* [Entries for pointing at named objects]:
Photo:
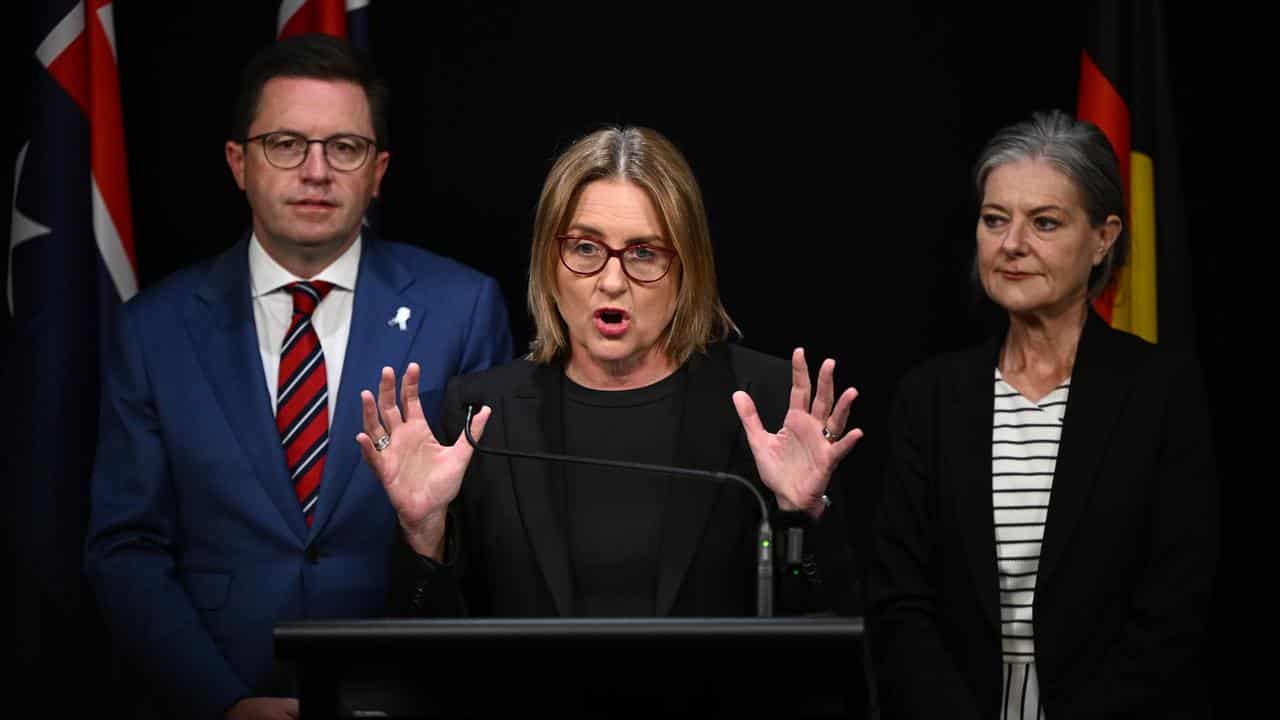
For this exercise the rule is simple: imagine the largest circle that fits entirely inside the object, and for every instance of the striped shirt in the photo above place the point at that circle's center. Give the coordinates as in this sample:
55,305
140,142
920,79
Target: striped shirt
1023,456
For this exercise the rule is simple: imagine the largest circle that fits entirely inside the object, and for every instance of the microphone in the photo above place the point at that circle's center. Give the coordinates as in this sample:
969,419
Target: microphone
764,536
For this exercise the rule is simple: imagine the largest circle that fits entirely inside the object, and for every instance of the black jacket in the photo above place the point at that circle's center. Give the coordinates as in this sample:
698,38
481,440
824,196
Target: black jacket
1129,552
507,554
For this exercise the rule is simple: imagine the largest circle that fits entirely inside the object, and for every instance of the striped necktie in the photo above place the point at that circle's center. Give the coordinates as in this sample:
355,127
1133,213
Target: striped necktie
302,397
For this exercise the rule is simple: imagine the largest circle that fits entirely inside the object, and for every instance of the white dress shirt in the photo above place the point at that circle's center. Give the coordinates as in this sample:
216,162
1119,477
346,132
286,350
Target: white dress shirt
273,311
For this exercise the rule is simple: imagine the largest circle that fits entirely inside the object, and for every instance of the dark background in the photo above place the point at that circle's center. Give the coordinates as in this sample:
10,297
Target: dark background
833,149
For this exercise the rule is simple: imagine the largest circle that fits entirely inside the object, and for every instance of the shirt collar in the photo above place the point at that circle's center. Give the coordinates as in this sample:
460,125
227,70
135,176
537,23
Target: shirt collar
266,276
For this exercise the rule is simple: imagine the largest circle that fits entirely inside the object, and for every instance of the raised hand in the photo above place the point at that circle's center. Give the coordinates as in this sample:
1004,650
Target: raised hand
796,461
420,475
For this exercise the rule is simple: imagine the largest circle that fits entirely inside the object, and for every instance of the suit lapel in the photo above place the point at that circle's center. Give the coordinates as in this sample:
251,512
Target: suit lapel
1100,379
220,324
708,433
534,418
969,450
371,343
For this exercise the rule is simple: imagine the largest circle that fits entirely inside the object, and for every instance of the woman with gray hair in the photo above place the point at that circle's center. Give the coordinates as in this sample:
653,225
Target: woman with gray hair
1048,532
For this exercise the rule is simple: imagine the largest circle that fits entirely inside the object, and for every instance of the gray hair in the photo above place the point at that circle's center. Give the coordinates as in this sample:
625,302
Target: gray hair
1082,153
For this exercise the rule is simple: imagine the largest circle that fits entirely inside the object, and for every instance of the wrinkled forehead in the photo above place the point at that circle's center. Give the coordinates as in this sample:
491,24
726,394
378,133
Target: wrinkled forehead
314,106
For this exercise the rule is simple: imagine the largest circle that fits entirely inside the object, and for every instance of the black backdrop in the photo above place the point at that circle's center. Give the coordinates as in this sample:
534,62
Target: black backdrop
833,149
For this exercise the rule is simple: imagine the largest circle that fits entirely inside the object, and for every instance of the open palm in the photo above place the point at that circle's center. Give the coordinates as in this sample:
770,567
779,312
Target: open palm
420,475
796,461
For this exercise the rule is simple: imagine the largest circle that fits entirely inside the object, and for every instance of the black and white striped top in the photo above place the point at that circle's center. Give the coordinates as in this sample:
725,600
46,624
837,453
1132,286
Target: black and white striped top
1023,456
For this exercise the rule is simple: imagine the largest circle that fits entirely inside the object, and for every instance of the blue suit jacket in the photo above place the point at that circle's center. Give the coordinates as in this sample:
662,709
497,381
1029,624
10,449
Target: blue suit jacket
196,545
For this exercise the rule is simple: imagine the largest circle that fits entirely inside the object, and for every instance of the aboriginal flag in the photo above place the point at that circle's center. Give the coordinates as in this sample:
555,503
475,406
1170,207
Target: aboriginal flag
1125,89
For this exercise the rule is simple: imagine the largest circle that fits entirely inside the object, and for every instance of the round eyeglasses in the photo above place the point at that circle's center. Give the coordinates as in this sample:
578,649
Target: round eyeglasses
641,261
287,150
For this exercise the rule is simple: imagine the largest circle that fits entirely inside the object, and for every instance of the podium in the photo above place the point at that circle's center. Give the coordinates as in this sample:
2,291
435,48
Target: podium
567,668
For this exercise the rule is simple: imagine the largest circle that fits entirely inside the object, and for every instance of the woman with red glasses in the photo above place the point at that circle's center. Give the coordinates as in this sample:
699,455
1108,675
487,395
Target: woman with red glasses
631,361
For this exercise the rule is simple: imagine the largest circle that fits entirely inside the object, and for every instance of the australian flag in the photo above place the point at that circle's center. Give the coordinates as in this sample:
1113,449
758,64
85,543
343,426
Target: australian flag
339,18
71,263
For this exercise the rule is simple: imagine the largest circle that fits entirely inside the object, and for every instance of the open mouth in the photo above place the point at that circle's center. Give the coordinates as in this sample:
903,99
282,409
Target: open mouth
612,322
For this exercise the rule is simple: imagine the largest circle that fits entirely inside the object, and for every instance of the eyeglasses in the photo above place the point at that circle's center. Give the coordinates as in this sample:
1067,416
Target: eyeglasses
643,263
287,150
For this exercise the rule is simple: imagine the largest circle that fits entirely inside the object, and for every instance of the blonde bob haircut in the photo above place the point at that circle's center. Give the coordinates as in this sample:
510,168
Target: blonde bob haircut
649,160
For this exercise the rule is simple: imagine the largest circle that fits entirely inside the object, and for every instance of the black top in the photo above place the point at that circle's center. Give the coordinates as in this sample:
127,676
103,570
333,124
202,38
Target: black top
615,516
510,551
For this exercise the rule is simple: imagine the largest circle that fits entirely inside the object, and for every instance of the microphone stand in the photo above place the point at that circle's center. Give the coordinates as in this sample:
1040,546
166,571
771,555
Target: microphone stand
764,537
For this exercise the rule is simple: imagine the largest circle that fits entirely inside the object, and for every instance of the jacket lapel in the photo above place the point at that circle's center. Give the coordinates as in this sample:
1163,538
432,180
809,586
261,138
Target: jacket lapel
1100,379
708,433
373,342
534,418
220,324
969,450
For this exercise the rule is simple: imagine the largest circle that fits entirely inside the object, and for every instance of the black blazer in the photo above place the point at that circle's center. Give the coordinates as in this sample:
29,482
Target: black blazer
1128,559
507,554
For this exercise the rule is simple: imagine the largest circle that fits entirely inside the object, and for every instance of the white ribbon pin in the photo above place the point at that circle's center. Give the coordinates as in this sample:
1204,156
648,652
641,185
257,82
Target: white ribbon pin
==
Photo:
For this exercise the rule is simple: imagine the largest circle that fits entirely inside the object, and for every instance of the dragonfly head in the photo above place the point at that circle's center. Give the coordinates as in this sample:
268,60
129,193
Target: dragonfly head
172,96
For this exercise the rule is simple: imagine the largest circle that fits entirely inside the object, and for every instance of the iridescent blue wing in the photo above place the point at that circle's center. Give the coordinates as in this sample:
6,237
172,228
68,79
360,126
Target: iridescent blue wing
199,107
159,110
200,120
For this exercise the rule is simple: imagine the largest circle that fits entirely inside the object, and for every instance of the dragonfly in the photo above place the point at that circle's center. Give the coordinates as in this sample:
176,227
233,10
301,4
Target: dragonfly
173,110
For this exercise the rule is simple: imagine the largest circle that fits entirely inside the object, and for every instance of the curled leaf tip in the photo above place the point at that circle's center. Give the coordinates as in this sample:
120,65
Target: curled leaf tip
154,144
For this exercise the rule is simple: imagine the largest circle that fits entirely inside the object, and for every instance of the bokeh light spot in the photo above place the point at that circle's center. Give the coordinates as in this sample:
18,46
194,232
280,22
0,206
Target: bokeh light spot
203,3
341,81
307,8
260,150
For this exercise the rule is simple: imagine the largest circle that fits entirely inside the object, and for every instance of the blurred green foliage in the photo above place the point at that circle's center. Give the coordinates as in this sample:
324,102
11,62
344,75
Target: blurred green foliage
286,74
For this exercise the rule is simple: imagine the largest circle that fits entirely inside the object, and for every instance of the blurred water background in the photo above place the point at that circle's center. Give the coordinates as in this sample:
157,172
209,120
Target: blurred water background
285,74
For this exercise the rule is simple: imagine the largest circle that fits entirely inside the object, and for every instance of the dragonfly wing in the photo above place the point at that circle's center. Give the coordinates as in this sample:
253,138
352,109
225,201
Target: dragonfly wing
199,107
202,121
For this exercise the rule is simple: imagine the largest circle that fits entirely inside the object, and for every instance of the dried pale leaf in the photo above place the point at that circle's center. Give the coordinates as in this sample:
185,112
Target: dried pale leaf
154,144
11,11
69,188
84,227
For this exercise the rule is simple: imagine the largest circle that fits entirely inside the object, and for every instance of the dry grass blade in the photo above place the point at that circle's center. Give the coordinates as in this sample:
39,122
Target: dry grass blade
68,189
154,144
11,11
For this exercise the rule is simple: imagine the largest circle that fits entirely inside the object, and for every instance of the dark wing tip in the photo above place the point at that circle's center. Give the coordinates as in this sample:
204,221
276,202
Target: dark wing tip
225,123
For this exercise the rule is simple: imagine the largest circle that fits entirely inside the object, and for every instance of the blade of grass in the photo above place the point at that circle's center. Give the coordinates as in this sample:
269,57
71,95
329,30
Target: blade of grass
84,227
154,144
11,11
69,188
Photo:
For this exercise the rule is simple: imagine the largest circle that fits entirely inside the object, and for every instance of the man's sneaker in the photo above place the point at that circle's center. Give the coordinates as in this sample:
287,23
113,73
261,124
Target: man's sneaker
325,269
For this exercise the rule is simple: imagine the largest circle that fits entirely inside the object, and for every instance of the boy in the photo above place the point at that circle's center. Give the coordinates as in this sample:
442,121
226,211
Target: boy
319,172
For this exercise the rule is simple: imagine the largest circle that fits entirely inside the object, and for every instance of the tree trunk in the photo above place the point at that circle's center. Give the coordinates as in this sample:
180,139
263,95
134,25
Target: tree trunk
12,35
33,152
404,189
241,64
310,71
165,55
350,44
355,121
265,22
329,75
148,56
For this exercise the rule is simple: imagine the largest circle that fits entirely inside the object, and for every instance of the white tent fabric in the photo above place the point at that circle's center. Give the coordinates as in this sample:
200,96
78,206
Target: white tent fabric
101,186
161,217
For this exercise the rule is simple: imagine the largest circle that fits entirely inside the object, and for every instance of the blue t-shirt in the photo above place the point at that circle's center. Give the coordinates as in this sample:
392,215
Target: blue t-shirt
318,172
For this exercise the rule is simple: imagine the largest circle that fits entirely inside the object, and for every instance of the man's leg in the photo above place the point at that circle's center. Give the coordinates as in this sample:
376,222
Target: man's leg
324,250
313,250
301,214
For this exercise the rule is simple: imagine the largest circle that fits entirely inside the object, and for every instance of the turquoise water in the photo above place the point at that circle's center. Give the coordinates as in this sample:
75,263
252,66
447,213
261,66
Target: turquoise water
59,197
...
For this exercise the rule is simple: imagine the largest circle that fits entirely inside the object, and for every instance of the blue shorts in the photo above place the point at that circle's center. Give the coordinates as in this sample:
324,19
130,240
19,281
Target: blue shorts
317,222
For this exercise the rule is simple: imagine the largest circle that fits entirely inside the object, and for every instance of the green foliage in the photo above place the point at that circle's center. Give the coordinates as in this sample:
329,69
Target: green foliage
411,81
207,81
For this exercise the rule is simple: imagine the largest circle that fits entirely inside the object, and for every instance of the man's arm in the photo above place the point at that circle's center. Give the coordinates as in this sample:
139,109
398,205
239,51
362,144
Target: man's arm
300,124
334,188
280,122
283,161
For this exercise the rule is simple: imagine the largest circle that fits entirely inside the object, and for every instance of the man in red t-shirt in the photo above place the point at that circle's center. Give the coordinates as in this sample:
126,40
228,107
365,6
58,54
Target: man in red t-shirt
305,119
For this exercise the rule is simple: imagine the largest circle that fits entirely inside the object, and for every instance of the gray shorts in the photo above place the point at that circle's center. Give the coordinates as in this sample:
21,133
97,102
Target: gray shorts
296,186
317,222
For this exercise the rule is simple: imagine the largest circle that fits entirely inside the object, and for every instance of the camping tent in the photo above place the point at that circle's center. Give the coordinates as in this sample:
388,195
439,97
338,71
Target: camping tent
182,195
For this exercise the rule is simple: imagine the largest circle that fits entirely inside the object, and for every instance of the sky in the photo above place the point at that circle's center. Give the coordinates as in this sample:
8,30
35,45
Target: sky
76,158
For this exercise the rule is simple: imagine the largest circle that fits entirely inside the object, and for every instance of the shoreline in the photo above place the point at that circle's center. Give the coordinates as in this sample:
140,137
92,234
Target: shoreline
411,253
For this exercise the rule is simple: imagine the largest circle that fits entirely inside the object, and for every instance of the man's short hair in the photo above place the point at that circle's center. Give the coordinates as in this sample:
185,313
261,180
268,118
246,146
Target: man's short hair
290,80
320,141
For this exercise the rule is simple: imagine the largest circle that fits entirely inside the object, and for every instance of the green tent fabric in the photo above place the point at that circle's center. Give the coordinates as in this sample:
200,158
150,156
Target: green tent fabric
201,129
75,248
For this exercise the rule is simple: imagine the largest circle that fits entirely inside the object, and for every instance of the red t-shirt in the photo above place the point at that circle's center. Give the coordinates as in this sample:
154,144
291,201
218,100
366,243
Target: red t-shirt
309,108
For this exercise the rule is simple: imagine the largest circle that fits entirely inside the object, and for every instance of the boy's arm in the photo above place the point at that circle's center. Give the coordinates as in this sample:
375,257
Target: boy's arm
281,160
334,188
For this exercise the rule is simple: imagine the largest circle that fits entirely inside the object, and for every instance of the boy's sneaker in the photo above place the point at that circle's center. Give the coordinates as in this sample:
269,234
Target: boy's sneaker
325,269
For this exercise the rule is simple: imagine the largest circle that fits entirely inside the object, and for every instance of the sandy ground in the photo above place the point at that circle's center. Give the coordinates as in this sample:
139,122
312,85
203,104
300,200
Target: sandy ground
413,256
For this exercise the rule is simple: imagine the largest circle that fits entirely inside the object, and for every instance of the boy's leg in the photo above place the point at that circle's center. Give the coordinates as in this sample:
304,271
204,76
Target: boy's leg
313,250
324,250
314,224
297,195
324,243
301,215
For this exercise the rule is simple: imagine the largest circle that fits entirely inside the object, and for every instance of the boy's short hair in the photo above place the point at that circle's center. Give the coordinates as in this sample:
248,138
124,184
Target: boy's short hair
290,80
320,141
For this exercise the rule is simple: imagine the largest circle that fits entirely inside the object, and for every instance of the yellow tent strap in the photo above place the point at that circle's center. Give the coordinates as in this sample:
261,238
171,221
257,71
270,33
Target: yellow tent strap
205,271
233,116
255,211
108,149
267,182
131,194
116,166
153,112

* [Task directions]:
Pick out every line in the records above that contains the string "open" and copy each such line in full.

* [Exercise result]:
For this exercise the rule is simple: imagine the largest circle that fits entirely inside the object, and for every instance of the open palm in the photo above place the point at that circle's center. Give the coordinates as in this sample:
Target: open palm
For this exercise the rule is simple: imagine the largest circle that fits entirely inside the object, and for every instance of the open mouth in the photo above place the point at that circle's center. Give the coordinates as in this sample:
Target: open mouth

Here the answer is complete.